Book Review: Co-Intelligence: Living and Working with AI

Chris recommends this book to everyone he talks with! Mr. Mollick is a professor of management at Wharton, specializing in entrepreneurship and innovation. He’s been following and researching the emergence of AI for a while now, having been featured in various publications. In addition to a fascination with how AI is impacting businesses, especially start-ups, he’s very interested in how it’s impacting education, especially at the college level.

Historically, when new technology comes out, we can install it, learn how it works, then use it. We learn that when we follow certain steps or key strokes, we know exactly what the outcome will be. AI doesn’t work like this at all! You can give an AI tool the exact same information or request and you will NOT get the same answer, the same result. It’s as if you’re working with an alien mind.

Mr. Mollick has four rules for working with AI. Principle 1: Always invite AI to the table. Principle 2: Be the human in the loop. Principle 3: Treat AI like a person (but tell it what kind of person it is). Principle 4: Assume this is the worst AI you’ll ever use.
┄┄┄┄┄┄┄┄┄┄┄┄┄┄┄┄┄┄┄┄
* PARTS OF THE EXERCISE
(1) Quote the book review from "Chris recommends this" to "an alien mind.".
(2) Translate this sentence from the book review into Spanish: "It’s as if you’re working with an alien mind."
The listing after this book review is separate material.

* DATA LINES
┄┄┄┄┄┄┄┄┄┄┄┄┄┄┄┄┄┄┄┄
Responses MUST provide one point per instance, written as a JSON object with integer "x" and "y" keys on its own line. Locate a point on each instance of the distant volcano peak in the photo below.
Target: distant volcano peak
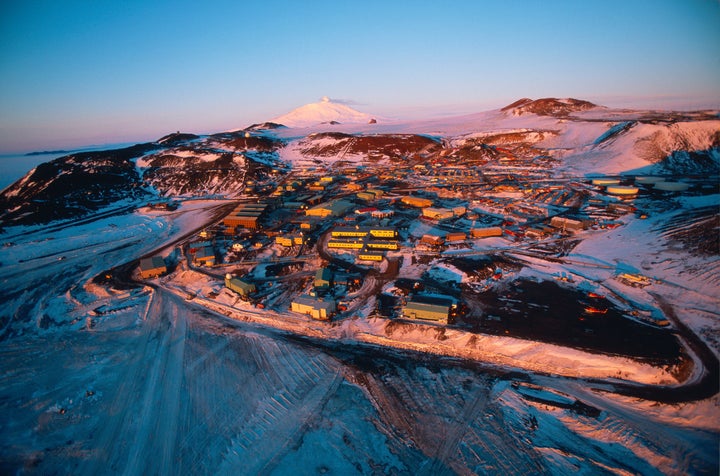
{"x": 324, "y": 111}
┄┄┄┄┄┄┄┄┄┄┄┄┄┄┄┄┄┄┄┄
* RESULTS FOR EACH TASK
(1)
Chris recommends this book to everyone he talks with! Mr. Mollick is a professor of management at Wharton, specializing in entrepreneurship and innovation. He’s been following and researching the emergence of AI for a while now, having been featured in various publications. In addition to a fascination with how AI is impacting businesses, especially start-ups, he’s very interested in how it’s impacting education, especially at the college level.

Historically, when new technology comes out, we can install it, learn how it works, then use it. We learn that when we follow certain steps or key strokes, we know exactly what the outcome will be. AI doesn’t work like this at all! You can give an AI tool the exact same information or request and you will NOT get the same answer, the same result. It’s as if you’re working with an alien mind.

(2) Es como si estuvieras trabajando con una mente alienígena.